**Records supplied:**

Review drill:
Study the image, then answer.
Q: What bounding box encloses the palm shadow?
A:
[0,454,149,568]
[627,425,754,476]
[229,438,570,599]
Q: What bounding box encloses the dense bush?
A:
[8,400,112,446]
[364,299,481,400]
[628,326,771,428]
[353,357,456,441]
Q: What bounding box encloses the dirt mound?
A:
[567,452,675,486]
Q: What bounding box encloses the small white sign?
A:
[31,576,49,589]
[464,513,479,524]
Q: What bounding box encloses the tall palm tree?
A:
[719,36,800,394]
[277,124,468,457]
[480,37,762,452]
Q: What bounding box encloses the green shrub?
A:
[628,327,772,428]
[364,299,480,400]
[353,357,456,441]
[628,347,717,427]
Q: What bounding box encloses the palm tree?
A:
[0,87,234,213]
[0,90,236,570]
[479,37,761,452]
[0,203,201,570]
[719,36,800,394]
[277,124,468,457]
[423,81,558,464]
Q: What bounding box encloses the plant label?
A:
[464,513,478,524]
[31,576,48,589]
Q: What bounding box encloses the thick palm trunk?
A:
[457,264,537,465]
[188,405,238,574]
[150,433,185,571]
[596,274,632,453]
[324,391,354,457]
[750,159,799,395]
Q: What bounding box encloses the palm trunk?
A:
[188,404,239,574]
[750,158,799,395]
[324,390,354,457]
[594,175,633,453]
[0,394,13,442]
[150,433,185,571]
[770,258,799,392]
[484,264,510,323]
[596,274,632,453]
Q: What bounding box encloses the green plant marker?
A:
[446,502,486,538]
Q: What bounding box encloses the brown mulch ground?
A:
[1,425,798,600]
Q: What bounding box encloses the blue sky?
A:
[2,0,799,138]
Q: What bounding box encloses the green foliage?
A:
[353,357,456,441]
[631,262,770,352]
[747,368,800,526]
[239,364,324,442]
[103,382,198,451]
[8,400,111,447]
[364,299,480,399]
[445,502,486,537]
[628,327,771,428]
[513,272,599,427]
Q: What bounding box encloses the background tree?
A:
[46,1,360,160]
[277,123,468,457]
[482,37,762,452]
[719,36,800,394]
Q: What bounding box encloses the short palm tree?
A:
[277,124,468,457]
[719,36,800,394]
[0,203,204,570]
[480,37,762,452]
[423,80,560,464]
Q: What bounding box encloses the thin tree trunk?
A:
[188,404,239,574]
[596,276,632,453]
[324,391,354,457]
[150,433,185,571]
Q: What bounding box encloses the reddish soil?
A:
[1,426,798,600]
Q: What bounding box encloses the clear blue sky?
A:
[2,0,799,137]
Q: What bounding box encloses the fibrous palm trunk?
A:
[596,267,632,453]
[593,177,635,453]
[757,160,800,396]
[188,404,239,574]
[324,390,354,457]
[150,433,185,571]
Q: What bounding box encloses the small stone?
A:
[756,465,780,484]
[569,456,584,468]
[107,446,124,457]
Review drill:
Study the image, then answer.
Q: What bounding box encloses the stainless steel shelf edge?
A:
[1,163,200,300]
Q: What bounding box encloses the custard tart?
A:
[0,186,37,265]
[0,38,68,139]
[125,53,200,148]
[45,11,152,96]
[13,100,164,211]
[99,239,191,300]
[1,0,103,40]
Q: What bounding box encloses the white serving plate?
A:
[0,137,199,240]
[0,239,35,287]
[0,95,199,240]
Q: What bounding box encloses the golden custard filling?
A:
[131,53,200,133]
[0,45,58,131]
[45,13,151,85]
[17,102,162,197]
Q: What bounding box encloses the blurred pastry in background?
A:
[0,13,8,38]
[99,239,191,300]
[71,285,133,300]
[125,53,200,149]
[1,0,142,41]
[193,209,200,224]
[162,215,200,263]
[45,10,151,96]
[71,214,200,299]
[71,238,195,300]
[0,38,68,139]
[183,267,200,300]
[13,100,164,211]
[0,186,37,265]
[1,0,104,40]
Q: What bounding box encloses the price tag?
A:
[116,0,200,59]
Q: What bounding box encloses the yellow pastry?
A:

**Task prompt:**
Please set down the material above once more, word for word.

**Expected answer:**
Review drill:
Study the image, then answer.
Q: What bounding box encloses the palm shadow?
A:
[0,454,149,568]
[627,425,754,476]
[229,438,570,599]
Q: What bounding box encloses the dense bush?
A:
[8,400,112,446]
[364,299,481,400]
[628,326,771,428]
[353,357,456,441]
Q: What bounding box encloses the dirt mound?
A:
[567,452,675,486]
Q: What bounding box encloses the small white sign?
A:
[31,576,49,589]
[464,513,479,524]
Q: What bounding box encloses the tall palm tree?
A:
[719,36,800,394]
[277,124,468,457]
[480,37,762,452]
Q: What bounding box encloses the green shrub?
A:
[628,327,772,428]
[364,299,480,400]
[353,357,456,441]
[628,347,717,427]
Q: What bounding box encloses the palm tree?
A:
[0,87,234,213]
[0,90,236,570]
[479,37,761,452]
[0,203,201,570]
[719,36,800,394]
[277,124,468,457]
[423,81,558,464]
Q: What bounding box encloses the plant label?
A:
[464,513,478,524]
[31,576,48,589]
Q: What bounding box encloses the thick palm trunk?
A:
[457,264,537,465]
[188,405,238,574]
[150,433,185,571]
[596,274,632,453]
[324,391,354,457]
[750,159,799,395]
Q: What bounding box encloses the palm trunk?
A:
[188,404,239,574]
[750,158,799,395]
[324,390,354,457]
[594,175,633,453]
[0,394,13,442]
[150,433,185,571]
[770,258,799,392]
[484,264,510,323]
[596,274,632,453]
Q: What bounding box encloses the green plant marker?
A:
[446,502,486,538]
Q: What bounding box encloses the brown mulch ground?
A:
[1,425,798,600]
Q: What bounding box encloses the blue sky?
A:
[2,0,799,138]
Q: What bounding box encloses the green foliage?
A:
[353,357,456,441]
[631,262,770,352]
[747,368,800,526]
[239,364,324,442]
[103,382,198,451]
[8,400,111,447]
[364,299,480,399]
[445,502,486,537]
[628,327,771,428]
[513,272,599,427]
Q: What bounding box encloses the background tree?
A:
[46,1,360,160]
[277,123,468,457]
[482,37,762,452]
[719,36,800,394]
Q: What bounding box encloses the short palm tree?
A:
[277,124,468,457]
[719,36,800,394]
[0,203,204,570]
[480,37,762,452]
[423,80,560,464]
Q: What bounding box encloses the thin tree trunk?
A:
[188,404,239,574]
[596,276,632,453]
[324,391,354,457]
[150,433,185,571]
Q: What bounding box encloses the reddish soil?
A:
[1,426,798,600]
Q: What bounding box encloses the clear blue sky?
A:
[2,0,799,137]
Q: What bounding box encloses the fibrous palm trunk?
A:
[596,267,632,453]
[593,177,635,453]
[757,160,800,396]
[188,404,239,574]
[324,390,354,457]
[150,433,185,571]
Q: What bounding box encloses the small stone?
A:
[756,465,780,484]
[569,456,584,468]
[107,446,124,457]
Review drill:
Study the image, then answer.
Q: What bounding box encloses the stainless steel shelf edge?
A:
[1,163,200,300]
Q: What bounding box encloses the custard tart?
A:
[0,186,37,265]
[0,38,68,139]
[125,53,200,148]
[45,11,152,96]
[13,100,164,211]
[99,239,191,300]
[1,0,103,40]
Q: What bounding box encloses the white serving plate?
A:
[0,137,199,240]
[0,239,35,287]
[0,95,199,240]
Q: What bounding box encloses the golden custard filling?
A:
[131,53,200,133]
[0,45,58,131]
[45,13,151,85]
[17,102,162,197]
Q: What bounding box encloses the blurred pastry in background?
A:
[0,13,8,38]
[99,239,191,300]
[71,285,133,300]
[125,53,200,149]
[1,0,142,41]
[193,209,200,224]
[162,215,200,263]
[45,10,151,96]
[71,214,200,299]
[71,238,195,300]
[0,38,68,139]
[183,267,200,300]
[13,100,164,211]
[0,186,37,265]
[1,0,104,40]
Q: What bounding box encloses the price tag?
A:
[116,0,200,59]
Q: What bounding box encloses the yellow pastry?
A:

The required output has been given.